Print the range of lines that opens with the line containing "Mark one point on every instance of the person" and closes with the last line of the listing. Include both ends; print nothing more.

** Start Materials provided **

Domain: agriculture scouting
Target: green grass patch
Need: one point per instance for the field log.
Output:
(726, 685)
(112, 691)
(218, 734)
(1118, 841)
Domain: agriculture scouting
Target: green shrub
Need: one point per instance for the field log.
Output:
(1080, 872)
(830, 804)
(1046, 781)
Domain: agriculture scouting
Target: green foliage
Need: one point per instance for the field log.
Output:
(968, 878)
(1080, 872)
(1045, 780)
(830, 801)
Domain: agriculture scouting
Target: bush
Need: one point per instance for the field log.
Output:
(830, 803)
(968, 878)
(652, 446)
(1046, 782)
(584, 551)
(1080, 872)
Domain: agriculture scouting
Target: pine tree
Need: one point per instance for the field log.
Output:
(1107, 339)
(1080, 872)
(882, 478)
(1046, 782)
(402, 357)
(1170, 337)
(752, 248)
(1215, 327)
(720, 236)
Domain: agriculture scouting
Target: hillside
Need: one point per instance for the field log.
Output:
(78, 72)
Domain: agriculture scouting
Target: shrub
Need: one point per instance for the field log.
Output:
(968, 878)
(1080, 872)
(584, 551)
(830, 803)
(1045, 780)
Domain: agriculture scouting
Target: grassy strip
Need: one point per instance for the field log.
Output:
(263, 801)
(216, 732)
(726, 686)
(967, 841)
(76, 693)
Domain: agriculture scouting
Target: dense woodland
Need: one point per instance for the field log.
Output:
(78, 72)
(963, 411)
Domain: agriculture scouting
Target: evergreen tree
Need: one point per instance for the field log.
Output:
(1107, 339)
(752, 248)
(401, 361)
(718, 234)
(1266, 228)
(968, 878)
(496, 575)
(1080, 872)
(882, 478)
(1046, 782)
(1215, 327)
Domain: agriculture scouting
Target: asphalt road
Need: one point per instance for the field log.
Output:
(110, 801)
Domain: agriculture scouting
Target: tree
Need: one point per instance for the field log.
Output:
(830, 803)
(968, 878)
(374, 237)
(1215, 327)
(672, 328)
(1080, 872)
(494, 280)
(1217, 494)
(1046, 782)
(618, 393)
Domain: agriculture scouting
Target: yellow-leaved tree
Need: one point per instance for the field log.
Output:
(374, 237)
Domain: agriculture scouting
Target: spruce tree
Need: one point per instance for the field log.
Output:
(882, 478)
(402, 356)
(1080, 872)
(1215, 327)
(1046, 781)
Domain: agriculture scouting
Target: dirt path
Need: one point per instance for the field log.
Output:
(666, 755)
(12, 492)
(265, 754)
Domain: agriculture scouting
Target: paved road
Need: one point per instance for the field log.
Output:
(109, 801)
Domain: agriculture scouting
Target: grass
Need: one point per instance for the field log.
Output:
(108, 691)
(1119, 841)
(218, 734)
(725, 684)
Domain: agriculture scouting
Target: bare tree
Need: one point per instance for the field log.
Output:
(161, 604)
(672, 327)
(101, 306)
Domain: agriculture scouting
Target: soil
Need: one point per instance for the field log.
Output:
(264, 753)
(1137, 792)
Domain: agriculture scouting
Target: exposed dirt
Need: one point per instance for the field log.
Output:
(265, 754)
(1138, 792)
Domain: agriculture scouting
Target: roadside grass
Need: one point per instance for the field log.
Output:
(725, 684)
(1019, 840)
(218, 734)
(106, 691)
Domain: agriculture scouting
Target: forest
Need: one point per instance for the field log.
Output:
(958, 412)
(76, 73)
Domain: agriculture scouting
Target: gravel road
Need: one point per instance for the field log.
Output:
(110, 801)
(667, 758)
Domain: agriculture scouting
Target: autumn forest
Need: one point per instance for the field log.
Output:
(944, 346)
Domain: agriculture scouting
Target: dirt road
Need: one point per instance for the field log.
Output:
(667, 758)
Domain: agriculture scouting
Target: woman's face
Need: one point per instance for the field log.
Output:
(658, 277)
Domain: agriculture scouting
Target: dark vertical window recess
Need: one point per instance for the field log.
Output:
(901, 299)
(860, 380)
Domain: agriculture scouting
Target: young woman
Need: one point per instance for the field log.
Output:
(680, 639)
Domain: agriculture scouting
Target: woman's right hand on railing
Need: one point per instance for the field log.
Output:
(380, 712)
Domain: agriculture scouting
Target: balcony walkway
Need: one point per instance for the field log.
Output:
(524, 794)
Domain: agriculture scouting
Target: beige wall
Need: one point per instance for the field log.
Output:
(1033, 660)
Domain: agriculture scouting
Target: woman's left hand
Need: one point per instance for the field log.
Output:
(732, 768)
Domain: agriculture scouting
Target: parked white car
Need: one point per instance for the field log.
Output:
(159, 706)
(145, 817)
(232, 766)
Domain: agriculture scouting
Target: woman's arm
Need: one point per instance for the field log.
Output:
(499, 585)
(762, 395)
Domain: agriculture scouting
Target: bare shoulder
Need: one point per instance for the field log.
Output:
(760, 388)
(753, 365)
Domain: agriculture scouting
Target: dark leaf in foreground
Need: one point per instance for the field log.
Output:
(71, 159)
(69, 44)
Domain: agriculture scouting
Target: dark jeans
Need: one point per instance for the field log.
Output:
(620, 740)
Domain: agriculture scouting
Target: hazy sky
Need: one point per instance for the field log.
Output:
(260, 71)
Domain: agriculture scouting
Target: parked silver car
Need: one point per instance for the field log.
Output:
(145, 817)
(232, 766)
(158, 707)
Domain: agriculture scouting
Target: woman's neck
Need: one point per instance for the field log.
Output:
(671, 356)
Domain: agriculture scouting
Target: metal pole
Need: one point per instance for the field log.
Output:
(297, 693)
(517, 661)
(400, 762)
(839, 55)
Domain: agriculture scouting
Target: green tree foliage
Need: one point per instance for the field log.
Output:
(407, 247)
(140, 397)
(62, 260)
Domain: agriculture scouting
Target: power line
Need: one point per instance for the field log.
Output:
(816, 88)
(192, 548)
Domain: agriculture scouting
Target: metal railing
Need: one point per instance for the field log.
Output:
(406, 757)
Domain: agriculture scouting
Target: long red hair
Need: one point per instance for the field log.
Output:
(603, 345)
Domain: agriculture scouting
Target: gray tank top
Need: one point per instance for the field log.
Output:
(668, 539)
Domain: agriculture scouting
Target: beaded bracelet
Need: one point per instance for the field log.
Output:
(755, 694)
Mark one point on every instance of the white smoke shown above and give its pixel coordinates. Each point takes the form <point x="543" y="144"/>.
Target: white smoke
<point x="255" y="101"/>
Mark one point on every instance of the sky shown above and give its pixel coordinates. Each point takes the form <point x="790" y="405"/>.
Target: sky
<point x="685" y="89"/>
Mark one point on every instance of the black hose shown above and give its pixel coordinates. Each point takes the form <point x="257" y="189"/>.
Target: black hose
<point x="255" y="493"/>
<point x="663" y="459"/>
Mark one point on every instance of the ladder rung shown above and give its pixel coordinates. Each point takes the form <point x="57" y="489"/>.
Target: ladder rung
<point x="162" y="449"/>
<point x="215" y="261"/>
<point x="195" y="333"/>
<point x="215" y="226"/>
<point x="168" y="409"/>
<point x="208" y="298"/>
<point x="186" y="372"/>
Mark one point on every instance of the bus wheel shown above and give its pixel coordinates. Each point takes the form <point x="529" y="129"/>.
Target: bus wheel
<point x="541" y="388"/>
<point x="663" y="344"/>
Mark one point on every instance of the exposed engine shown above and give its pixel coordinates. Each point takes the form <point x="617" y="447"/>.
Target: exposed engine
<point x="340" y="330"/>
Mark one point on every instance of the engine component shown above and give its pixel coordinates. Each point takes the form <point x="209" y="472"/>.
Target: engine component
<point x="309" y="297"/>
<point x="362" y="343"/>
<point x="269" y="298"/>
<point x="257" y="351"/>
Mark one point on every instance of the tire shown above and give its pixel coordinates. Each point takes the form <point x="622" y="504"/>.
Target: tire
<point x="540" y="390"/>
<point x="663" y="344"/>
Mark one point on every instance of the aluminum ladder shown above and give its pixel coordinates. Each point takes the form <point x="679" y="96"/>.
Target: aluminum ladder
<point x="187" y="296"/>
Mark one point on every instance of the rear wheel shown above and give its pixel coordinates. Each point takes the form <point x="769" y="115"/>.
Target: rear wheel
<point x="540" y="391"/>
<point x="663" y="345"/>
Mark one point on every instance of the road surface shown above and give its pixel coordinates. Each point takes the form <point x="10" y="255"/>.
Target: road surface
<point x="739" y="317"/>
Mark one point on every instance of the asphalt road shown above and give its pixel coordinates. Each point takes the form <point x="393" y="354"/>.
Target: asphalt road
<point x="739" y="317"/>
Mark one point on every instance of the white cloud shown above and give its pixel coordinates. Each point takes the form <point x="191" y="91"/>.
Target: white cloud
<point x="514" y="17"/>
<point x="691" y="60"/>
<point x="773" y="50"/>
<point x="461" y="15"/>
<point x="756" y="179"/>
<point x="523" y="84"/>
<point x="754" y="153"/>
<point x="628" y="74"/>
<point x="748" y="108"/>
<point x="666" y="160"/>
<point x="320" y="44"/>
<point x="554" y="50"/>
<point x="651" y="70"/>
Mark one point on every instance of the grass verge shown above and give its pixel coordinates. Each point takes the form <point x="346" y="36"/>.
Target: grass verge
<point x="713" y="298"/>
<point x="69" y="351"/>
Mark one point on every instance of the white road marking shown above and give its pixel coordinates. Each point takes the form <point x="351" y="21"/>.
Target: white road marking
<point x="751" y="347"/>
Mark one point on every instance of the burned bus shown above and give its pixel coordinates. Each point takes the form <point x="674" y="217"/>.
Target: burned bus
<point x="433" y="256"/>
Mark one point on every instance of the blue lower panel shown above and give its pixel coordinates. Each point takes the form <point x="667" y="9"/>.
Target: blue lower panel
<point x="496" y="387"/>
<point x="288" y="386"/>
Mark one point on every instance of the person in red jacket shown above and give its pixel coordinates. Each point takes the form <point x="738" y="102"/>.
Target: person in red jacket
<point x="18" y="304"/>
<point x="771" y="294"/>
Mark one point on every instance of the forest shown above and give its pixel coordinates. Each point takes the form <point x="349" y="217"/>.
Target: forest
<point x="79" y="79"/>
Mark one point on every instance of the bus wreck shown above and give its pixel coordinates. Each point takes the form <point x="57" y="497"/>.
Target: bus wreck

** End Materials provided **

**Output of the exercise**
Mark one point on every instance of the person in red jacket shown above and give its pixel coordinates. Each point takes the form <point x="738" y="102"/>.
Target: person in red jacket
<point x="18" y="304"/>
<point x="771" y="294"/>
Mark one point on every instance of the forest shown above and give its pixel coordinates. Each point takes the form <point x="349" y="217"/>.
Target: forest
<point x="79" y="79"/>
Mark one point on every instance of the bus wreck shown above and give its pixel coordinates. Each point takes the form <point x="57" y="497"/>.
Target: bus wreck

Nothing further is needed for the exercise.